Request: Copy every line of the data below without changing anything, but leave out the pictures.
+++ Given data
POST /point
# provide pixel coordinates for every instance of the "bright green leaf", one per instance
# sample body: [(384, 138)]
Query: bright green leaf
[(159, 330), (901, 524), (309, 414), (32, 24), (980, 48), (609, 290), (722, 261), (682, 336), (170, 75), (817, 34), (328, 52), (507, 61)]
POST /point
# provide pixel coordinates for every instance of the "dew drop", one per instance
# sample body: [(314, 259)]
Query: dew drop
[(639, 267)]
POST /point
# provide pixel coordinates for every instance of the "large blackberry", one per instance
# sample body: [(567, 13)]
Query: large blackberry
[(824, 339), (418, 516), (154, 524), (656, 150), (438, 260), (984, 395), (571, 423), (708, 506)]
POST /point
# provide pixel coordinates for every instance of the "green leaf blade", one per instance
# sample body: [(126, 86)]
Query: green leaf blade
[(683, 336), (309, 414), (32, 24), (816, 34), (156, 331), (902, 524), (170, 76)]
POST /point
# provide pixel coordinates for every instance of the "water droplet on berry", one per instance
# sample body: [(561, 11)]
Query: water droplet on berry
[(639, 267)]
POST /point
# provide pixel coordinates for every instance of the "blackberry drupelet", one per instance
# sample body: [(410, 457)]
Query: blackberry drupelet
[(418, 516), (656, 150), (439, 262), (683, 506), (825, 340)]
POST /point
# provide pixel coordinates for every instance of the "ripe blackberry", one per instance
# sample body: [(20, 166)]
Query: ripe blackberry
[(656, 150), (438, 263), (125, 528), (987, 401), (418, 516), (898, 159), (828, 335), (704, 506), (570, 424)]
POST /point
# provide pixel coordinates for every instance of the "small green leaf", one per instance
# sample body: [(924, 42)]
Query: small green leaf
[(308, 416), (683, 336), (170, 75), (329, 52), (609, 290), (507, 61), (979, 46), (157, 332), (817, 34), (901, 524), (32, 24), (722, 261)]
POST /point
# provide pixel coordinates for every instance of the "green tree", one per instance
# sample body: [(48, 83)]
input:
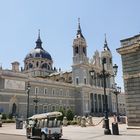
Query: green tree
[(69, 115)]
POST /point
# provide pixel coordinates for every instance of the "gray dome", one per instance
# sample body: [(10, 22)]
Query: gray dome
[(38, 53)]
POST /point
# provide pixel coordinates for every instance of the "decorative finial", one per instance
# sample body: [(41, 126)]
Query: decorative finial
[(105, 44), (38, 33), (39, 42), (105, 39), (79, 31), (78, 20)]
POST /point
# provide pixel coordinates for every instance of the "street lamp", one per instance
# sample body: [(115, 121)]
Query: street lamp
++++++
Finished exercise:
POST /point
# provide pixel coordinates for every instance of the "bright green leaf", one per instance
# sample body: [(384, 138)]
Query: bright green leaf
[(159, 330), (901, 524), (309, 414), (32, 24), (980, 48), (609, 290), (722, 261), (682, 336), (170, 75), (817, 34), (328, 52), (507, 61)]
POST /point
# provide pixel coordinates for every instance of the "dew drop", one per instance
# sample body: [(314, 259)]
Query: dew drop
[(639, 267)]
POST /point
# provide pixel coordinates for every instance of the "large blackberry", one per instance
# sample body: [(567, 13)]
Query: large blackberry
[(824, 339), (418, 516), (154, 524), (656, 150), (438, 260), (984, 395), (571, 423), (708, 506)]
POST /point
# provide pixel coordinates for every instance of the "green leaf blade", one per instance
# sample body: [(126, 86)]
Query: green leaf blade
[(683, 336), (309, 414), (32, 24), (816, 34), (156, 331), (902, 524), (170, 76)]
POST /point
# provide pixel coordinates for every instance of the "water droplet on berry", one per instance
# sample body: [(561, 11)]
Query: water droplet on berry
[(639, 267)]
POST /point
# provide pixel coordinates for every instance of the "blackberry drupelet", one per instance
# sample body: [(410, 457)]
Query: blackberry drupelet
[(418, 516), (656, 150), (439, 262), (683, 506), (825, 340)]
POST /point
# provide pixel coordinates for every instance of the "ripe blackberry", one per instance
# sample body: [(20, 166)]
Query: ripe blackberry
[(656, 150), (438, 263), (125, 528), (987, 401), (418, 516), (898, 159), (828, 335), (704, 506), (570, 424)]
POST /point
# provide pixel coordinates for every instance of the "small green leaf", one per instance
# sample body: [(924, 42)]
Query: small green leaf
[(308, 416), (683, 336), (170, 75), (329, 52), (609, 290), (507, 61), (979, 46), (157, 332), (817, 34), (901, 524), (32, 24), (722, 261)]
POST /point
# provide pixel coordinates for every instance of the "green tree", one per instance
# sample body: [(48, 83)]
input:
Query: green tree
[(69, 115)]
POST /point
# provide pixel coordinates for every instance of the "gray dome", one per instance
# sample body: [(10, 22)]
Query: gray dome
[(38, 53)]
POST /point
# provide pixel coordinates for every instance of the "decorative finial", one per instance
# sample body: [(41, 126)]
Query: decorative finial
[(105, 44), (38, 33), (39, 42), (105, 39), (79, 31), (78, 20)]
POST /point
# provide pixel coordinates for every instance of the "street lamp", one per instance
# sample body: [(115, 121)]
Query: street lamp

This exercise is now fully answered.